_Supplied text_
★ ★ ★ ★ ★
We Need Female Visions of World: Try These 5

For a month celebrating both literacy and women’s history, treat yourself to great reading from Lebanon’s Hanan al-Shaykh, Nigeria’s Chimamanda Ngozi Adichie, Zimbabwe’s Tsitsi Dangarembga, Algeria’s Assia Djebar and Iran’s Azar Nafisi.
Chimamanda Ngozi Adichie
Nigeria writer Chimamanda Ngozi Adichie in Cambridge, Mass.

(WOMENSENEWS)– This March marks Literacy Education Advocacy Month, an opportunity to call attention to the significance of global literacy.

While U.S. literacy rates have remained consistent for over a decade, literacy rates around the world are on the rise. However, according to UNESCO, 781 million adults and 126 million youths worldwide still cannot read or write a complete sentence.

Since March is also Women’s History Month, we should remember that girls and women make up two-thirds of the illiterate population worldwide, making global literacy an equal rights issue as much as a human rights issue.
★ ★ ★ ★ ★
_Data lines_
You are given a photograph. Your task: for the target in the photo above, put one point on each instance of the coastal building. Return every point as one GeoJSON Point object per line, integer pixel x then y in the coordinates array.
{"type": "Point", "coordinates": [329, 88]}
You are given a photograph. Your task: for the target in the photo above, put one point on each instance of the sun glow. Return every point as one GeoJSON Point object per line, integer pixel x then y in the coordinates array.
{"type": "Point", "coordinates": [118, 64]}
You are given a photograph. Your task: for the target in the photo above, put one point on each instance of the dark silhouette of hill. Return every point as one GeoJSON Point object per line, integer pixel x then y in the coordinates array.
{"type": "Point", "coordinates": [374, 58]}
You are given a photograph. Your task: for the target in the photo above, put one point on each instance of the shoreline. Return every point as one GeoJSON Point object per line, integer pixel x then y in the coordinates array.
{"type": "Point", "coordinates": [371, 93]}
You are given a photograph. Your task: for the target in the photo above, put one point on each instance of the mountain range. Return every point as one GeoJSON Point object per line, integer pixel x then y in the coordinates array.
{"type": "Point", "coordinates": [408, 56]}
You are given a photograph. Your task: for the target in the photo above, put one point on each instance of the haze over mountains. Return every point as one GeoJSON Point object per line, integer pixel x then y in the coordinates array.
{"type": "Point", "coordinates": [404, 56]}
★ ★ ★ ★ ★
Carry on the article about global literacy and five women writers, picking up after its last sentence.

As organizations such as UNESCO, UNICEF and the World Literacy Foundation suggest, providing women with education decreases child mortality rates, reduces their exposure to AIDS and increases their economic gains.

What may be lost in among these promising statistics is the fact that teaching women to read and write gives them a voice. When women lack education, only men can write history.

UNESCO reports that the greatest gaps in literacy rates are found in the Arab states, South and West Asia and sub-Saharan Africa. In many areas of the world where women’s literacy rates are most disparate, female readers are seen as dangerous.

In 2012, 36 universities in Iran moved to ban women from certain disciplines – including English literature and translation – altogether. In a scathing letter to the U.N., Nobel Peace Prize winner Shirin Ebadi responded to this ban, saying, "The aim is that women will give up their opposition and demands for their own rights."

The desire for education places girls at risk: female students in many countries have suffered acid attacks from male classmates, including two girls in the Nepalese capital of Kathmandu recently.

Media sensation Malala Yousafzai has drawn worldwide attention to the threat of the Taliban on girls’ education, but a new U.N. human rights report indicates that schools in more than 70 countries were attacked between 2009 and 2014.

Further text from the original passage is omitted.